◆ EXERCISE INSTRUCTIONS: The entries below should appear again in your reply, word for word.

Stored records
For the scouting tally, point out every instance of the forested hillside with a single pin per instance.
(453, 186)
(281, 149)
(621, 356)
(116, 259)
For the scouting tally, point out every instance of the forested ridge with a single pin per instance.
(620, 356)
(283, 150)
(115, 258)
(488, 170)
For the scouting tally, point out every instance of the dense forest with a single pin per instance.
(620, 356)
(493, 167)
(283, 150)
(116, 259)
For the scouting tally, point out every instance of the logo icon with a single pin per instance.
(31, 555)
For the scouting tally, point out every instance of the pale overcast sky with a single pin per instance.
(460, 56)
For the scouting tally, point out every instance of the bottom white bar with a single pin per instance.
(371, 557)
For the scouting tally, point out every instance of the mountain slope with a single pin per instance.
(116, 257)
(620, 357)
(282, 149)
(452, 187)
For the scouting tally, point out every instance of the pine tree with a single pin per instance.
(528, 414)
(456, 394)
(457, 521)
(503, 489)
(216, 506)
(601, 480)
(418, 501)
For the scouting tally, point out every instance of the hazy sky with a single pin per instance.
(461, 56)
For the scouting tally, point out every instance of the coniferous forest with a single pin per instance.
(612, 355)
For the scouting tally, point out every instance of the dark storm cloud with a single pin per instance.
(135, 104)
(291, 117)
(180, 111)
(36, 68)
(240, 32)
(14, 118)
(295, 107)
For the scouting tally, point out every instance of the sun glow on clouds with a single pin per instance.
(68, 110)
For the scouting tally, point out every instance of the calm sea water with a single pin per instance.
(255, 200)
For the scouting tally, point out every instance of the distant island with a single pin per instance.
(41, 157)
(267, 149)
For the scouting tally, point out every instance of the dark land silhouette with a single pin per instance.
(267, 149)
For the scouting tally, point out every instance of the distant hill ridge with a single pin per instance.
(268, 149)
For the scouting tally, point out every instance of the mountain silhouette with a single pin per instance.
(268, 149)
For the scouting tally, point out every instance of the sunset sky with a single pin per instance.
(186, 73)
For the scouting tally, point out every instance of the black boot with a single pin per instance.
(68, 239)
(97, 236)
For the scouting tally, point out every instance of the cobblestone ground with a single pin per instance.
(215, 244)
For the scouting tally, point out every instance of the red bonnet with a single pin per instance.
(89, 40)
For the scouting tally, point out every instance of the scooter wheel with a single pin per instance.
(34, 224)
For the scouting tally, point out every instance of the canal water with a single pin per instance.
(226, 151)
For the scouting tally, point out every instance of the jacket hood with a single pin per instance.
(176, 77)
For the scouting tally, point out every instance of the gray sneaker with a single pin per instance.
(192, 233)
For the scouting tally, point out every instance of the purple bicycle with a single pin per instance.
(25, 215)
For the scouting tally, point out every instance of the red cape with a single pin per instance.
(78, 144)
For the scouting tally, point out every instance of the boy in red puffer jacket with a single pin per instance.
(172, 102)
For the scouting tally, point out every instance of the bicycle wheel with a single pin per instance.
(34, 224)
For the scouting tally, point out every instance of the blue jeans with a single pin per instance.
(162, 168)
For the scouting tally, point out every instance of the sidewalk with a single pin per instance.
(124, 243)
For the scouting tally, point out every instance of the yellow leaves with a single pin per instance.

◆ OUTPUT:
For the scouting tally, point out every instance of the forested hillside with a single pin per instance.
(453, 186)
(281, 149)
(621, 356)
(116, 259)
For the scouting tally, point out every instance of the forested ridge with a single pin per instance.
(620, 356)
(283, 150)
(115, 258)
(488, 170)
For the scouting tally, point out every instance of the dense forest with a single pin per instance.
(620, 356)
(493, 167)
(283, 150)
(116, 259)
For the scouting tally, point out every instance of the logo icon with a single pin per instance.
(31, 555)
For the scouting tally, point out every instance of the pale overcast sky with a single pin per instance.
(460, 56)
For the scouting tally, point out every instance of the bottom white bar with a single pin per instance.
(371, 557)
For the scouting tally, point out every instance of the mountain slope with a single pin per instance.
(116, 257)
(620, 357)
(282, 149)
(452, 187)
For the scouting tally, point out every instance of the pine tree with a single pin per instance.
(528, 414)
(456, 394)
(457, 521)
(503, 489)
(216, 506)
(601, 480)
(418, 501)
For the scouting tally, point out every instance of the hazy sky with a single pin per instance.
(461, 56)
For the scouting tally, point out every instance of the coniferous forest with a single pin per instance.
(612, 355)
For the scouting tally, point out every instance of the dark storm cloud with a single pin per instance.
(135, 104)
(291, 117)
(180, 111)
(36, 68)
(240, 32)
(14, 118)
(295, 107)
For the scouting tally, point out every instance of the sun glow on clouds with a single pin per instance.
(68, 110)
For the scouting tally, point out every instance of the calm sea water with a single pin per instance.
(255, 200)
For the scouting tally, point out every instance of the distant island with a single pin per instance.
(41, 157)
(267, 149)
For the scouting tally, point out every instance of the dark land silhouette with a single pin per instance.
(267, 149)
For the scouting tally, point out every instance of the distant hill ridge with a single pin per instance.
(268, 149)
For the scouting tally, point out every instance of the mountain silhouette with a single pin per instance.
(268, 149)
For the scouting tally, point out every instance of the sunset sky with a single pin per instance.
(186, 73)
For the scouting tally, point out every instance of the black boot with a single pin per instance.
(68, 239)
(97, 236)
For the scouting tally, point out every instance of the cobblestone ground with a single pin per instance.
(215, 244)
For the scouting tally, point out every instance of the red bonnet with a single pin per instance.
(89, 40)
For the scouting tally, point out every instance of the scooter wheel with a single pin per instance.
(34, 224)
For the scouting tally, point out every instance of the canal water with a single pin per instance.
(226, 151)
For the scouting tally, point out every instance of the jacket hood with a single pin per instance.
(176, 77)
For the scouting tally, point out every instance of the gray sneaker with a single pin per instance.
(192, 233)
For the scouting tally, point out every instance of the purple bicycle with a single pin per instance.
(25, 215)
For the scouting tally, point out every instance of the red cape with a single pin per instance.
(78, 144)
For the scouting tally, point out every instance of the boy in red puffer jacket with a single pin per instance.
(172, 102)
For the scouting tally, point out every instance of the bicycle wheel with a single pin per instance.
(34, 224)
For the scouting tally, point out every instance of the blue jeans with a single pin per instance.
(162, 168)
For the scouting tally, point out every instance of the sidewalk with a single pin per instance.
(124, 243)
For the scouting tally, point out every instance of the yellow leaves with a single pin per instance.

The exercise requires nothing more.